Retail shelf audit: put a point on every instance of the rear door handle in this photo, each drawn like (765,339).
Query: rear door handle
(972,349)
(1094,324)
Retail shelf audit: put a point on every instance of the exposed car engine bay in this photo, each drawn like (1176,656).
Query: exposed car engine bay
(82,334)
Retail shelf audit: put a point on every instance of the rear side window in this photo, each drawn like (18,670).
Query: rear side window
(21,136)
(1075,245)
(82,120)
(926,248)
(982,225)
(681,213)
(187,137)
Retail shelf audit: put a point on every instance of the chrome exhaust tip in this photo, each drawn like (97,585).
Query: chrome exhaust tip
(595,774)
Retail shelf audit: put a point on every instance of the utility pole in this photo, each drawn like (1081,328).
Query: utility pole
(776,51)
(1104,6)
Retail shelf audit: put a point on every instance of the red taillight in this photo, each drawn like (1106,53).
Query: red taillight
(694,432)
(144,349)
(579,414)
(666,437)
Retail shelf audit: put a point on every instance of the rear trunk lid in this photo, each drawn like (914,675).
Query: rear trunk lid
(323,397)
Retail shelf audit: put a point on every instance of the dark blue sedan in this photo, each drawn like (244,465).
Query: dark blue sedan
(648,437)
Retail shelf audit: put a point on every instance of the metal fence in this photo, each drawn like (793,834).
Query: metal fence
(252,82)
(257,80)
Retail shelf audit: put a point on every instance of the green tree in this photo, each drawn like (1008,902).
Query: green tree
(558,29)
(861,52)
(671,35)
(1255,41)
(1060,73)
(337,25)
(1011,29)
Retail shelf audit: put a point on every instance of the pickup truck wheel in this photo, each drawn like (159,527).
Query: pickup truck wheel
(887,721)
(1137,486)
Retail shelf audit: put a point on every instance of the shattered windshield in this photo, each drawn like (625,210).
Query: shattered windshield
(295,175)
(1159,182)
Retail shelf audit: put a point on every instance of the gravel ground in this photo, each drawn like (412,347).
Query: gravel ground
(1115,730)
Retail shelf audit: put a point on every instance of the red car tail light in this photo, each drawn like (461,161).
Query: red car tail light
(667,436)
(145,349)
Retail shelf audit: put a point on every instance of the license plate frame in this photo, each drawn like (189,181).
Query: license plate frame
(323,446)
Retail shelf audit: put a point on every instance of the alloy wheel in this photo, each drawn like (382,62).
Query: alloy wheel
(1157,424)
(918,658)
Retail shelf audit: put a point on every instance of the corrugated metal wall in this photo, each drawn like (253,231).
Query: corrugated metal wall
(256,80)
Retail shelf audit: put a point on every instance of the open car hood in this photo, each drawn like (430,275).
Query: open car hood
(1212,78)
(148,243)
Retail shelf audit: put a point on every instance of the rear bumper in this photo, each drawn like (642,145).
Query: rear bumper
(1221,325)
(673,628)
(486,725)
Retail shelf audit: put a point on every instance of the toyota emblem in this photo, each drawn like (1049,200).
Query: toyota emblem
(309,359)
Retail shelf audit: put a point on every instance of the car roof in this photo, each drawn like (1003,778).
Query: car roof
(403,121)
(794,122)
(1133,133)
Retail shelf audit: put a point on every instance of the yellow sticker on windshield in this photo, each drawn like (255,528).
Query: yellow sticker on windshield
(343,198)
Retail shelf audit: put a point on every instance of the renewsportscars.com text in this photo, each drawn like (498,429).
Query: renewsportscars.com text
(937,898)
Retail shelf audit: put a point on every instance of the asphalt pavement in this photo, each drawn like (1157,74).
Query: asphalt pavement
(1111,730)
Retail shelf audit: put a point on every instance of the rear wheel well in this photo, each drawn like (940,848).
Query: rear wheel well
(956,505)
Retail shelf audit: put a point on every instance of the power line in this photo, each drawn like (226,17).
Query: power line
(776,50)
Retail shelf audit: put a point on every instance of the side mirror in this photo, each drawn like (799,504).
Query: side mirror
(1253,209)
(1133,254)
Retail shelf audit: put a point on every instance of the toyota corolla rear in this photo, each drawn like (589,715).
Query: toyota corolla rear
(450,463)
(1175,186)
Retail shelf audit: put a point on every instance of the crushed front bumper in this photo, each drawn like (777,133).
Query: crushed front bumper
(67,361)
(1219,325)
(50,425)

━━━━━━

§ **YOUR TASK**:
Copy every line of the items from the one containing "drawn like (940,848)." through the end of the items, requests included, and scale each point coordinate in the answers by 2.05, rounding to whole numbers with halves rounded up. Leave the numbers in the requests and their format samples unchanged.

§ **TASK SOLUTION**:
Retail shelf audit: put a point on every instance of the rear wheel well in this photo, each drawn like (940,848).
Query: rear wheel well
(1960,1035)
Retail shelf audit: put a point on every instance of the power line in this photo, each drawn like (226,17).
Query: power line
(1591,103)
Retail shelf audit: put a point on every instance of the side mirror in this photo, each drawn like (799,504).
Query: side mirror
(2569,428)
(2323,521)
Retail shelf audit: put a point on every instance of the toyota corolla rear in this photo, each drawn like (589,715).
Query: toyota corolla rear
(923,949)
(2409,381)
Retail shelf audit: put a point on every instance of the crushed front bumper in this photo, each drawn like (777,133).
Query: crushed front bumper
(137,740)
(2499,666)
(103,871)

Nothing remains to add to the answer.